-- Data to use follows --

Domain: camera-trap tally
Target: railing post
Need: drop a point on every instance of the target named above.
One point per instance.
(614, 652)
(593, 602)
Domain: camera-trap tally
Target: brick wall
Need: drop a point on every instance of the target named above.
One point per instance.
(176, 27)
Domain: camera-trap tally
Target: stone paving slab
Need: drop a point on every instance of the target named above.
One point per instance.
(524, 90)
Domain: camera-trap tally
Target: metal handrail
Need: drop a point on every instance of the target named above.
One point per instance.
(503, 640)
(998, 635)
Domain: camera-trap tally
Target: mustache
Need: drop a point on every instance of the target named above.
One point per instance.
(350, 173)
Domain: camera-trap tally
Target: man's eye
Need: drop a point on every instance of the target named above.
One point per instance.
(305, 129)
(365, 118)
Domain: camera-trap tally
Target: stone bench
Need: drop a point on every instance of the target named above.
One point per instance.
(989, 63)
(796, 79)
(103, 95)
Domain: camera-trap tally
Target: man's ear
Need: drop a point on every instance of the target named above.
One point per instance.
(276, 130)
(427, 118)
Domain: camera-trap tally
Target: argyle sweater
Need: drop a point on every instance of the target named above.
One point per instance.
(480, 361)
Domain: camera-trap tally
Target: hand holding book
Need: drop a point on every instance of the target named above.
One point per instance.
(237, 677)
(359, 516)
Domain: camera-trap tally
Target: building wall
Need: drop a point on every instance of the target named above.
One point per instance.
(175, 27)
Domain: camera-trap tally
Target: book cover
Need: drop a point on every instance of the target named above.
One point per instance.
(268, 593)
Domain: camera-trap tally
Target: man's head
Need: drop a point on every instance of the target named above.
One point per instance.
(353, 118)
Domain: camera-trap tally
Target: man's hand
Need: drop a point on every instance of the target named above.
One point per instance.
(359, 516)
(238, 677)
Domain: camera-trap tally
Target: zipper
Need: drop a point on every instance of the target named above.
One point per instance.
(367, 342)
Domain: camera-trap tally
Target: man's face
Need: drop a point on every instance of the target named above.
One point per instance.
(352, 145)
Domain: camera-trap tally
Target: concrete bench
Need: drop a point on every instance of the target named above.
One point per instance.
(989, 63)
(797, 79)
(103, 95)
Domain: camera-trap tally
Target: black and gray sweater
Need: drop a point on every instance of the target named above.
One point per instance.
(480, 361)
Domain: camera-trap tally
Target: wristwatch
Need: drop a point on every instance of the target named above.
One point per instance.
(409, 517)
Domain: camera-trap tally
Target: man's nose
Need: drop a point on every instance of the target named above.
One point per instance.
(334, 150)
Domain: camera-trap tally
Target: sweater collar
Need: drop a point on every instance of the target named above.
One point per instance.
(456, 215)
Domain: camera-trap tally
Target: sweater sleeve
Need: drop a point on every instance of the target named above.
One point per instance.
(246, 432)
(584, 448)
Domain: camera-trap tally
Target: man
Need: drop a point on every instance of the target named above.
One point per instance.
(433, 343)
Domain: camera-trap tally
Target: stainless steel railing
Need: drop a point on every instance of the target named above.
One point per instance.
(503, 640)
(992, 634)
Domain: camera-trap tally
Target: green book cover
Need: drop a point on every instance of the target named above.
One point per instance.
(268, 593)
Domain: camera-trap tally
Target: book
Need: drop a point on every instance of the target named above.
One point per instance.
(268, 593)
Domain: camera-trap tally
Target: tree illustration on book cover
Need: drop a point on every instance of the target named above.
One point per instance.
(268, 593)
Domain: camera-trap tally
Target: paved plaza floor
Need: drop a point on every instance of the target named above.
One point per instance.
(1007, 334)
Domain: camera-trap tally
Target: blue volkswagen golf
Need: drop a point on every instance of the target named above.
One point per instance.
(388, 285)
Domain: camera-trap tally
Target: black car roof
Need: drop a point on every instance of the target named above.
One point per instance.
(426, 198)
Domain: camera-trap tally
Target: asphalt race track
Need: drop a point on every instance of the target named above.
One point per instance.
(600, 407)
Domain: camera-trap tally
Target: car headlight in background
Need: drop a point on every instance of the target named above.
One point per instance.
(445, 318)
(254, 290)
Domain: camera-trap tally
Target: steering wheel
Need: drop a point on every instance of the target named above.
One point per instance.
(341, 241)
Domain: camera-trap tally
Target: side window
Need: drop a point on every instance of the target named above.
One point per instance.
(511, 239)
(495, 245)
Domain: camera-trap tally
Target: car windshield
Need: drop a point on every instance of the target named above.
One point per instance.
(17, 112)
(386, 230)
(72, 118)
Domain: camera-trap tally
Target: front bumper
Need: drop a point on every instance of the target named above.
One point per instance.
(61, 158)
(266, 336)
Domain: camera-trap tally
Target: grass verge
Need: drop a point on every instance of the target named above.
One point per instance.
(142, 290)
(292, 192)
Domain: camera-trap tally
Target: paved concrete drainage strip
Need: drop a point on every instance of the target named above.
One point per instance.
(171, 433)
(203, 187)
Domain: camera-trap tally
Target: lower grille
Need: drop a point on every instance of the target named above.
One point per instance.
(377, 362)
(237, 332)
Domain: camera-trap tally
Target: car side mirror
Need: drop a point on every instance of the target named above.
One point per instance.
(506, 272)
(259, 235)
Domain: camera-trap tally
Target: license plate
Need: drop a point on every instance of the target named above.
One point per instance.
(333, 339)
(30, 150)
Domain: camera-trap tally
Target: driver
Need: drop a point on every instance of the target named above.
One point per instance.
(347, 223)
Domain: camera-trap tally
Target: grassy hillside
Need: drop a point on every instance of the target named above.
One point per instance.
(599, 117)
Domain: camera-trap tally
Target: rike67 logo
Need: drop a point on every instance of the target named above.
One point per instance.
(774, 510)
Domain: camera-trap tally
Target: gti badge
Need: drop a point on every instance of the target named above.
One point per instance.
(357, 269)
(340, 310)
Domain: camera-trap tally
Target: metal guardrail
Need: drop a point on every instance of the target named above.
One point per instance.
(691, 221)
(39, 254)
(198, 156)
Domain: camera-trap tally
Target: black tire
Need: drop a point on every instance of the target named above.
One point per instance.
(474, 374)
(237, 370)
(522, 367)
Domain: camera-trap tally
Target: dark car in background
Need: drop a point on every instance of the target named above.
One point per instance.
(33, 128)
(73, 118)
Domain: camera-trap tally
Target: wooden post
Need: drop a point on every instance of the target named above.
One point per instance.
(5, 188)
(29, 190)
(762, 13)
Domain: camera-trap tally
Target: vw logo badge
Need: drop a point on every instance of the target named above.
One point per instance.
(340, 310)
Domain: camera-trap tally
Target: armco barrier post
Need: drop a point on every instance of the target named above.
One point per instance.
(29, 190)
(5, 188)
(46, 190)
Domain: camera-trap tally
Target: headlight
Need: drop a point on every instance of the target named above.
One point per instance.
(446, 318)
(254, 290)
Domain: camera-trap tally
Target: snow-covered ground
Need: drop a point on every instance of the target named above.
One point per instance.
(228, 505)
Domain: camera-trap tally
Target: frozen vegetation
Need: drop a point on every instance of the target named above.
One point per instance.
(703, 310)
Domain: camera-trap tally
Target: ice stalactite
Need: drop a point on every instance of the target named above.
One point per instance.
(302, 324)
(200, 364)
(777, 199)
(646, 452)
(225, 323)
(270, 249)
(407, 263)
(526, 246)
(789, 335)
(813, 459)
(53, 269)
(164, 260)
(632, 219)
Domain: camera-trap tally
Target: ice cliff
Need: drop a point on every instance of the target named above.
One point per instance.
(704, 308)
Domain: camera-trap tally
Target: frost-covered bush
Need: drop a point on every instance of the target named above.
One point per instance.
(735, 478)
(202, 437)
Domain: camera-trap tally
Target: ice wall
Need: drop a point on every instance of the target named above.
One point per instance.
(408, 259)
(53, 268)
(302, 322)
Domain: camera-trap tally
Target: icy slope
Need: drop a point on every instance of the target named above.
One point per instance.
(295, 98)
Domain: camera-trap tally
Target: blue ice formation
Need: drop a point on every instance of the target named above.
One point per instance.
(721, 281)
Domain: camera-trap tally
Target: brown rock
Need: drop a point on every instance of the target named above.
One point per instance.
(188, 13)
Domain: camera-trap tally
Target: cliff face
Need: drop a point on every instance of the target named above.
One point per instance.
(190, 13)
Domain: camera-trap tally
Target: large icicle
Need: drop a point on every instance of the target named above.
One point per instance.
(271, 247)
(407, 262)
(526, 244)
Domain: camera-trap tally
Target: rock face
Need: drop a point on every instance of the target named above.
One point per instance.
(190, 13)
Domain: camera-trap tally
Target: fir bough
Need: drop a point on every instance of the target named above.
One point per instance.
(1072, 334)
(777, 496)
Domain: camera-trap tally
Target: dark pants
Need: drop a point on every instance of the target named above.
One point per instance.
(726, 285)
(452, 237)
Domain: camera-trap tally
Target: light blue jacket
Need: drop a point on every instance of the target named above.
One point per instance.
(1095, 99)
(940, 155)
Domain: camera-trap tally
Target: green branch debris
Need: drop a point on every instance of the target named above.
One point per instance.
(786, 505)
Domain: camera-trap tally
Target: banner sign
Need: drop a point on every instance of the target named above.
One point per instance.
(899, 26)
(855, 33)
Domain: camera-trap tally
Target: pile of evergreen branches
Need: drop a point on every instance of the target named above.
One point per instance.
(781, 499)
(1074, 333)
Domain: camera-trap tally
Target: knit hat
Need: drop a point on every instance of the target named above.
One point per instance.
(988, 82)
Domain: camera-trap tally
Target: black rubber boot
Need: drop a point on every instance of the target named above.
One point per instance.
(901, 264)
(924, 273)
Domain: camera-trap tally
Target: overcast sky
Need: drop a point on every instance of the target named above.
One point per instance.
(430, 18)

-- Data to use concluded --

* _Task_
Please return all lines above in which the string "covered" is found.

* _Response to the task_
Target: snow-covered ground
Target: frost-covered bush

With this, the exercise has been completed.